Print the line containing "Phrase: flower bud" and each line after it to the end of the material below. Print nothing else.
───── RECORDS FOR THIS EXERCISE ─────
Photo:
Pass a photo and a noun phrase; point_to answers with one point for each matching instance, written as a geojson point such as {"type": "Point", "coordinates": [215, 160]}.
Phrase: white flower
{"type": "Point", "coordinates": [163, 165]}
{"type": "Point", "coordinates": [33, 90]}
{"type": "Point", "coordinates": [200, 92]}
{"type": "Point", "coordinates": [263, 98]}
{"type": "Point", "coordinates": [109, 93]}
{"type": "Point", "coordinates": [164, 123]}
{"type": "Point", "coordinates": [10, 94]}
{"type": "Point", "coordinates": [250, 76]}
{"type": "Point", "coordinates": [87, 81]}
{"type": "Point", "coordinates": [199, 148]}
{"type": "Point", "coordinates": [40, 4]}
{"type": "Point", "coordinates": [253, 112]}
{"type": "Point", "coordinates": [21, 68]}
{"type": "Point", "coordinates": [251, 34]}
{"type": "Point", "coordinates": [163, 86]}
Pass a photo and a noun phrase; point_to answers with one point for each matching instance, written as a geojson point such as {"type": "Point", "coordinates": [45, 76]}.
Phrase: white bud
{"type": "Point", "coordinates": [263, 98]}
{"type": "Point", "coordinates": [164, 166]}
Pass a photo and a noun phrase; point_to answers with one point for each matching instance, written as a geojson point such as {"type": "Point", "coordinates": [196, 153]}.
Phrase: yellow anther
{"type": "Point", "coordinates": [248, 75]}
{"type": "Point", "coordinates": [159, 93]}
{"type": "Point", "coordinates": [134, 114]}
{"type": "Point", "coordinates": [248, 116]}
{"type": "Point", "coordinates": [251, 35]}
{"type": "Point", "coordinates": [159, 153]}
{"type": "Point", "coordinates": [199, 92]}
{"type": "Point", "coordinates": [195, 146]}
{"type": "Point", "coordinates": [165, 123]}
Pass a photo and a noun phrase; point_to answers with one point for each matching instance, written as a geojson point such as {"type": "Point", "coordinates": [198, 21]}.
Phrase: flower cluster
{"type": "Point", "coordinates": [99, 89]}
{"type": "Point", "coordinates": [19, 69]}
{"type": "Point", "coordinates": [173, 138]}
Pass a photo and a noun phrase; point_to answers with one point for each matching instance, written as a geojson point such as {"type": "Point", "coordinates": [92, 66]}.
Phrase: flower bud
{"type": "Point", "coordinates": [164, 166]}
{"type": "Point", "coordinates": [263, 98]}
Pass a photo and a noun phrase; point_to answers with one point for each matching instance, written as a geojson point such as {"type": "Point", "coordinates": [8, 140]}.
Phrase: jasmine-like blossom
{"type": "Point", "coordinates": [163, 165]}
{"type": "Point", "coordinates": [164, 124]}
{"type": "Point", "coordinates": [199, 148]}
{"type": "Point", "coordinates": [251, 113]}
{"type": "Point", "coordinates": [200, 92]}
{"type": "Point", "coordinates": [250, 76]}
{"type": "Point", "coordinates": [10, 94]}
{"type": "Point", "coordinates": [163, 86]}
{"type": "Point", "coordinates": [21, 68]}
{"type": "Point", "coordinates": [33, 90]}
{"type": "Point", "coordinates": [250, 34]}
─────
▶ _ANSWER FOR THE TASK_:
Phrase: flower bud
{"type": "Point", "coordinates": [164, 166]}
{"type": "Point", "coordinates": [263, 98]}
Pass a photo and a noun phrase; point_to answers with one point for each matching instance, written as a geojson point such as {"type": "Point", "coordinates": [8, 140]}.
Phrase: jasmine-like blossom
{"type": "Point", "coordinates": [163, 165]}
{"type": "Point", "coordinates": [164, 124]}
{"type": "Point", "coordinates": [199, 148]}
{"type": "Point", "coordinates": [251, 113]}
{"type": "Point", "coordinates": [200, 92]}
{"type": "Point", "coordinates": [250, 76]}
{"type": "Point", "coordinates": [10, 94]}
{"type": "Point", "coordinates": [163, 86]}
{"type": "Point", "coordinates": [21, 68]}
{"type": "Point", "coordinates": [33, 90]}
{"type": "Point", "coordinates": [250, 34]}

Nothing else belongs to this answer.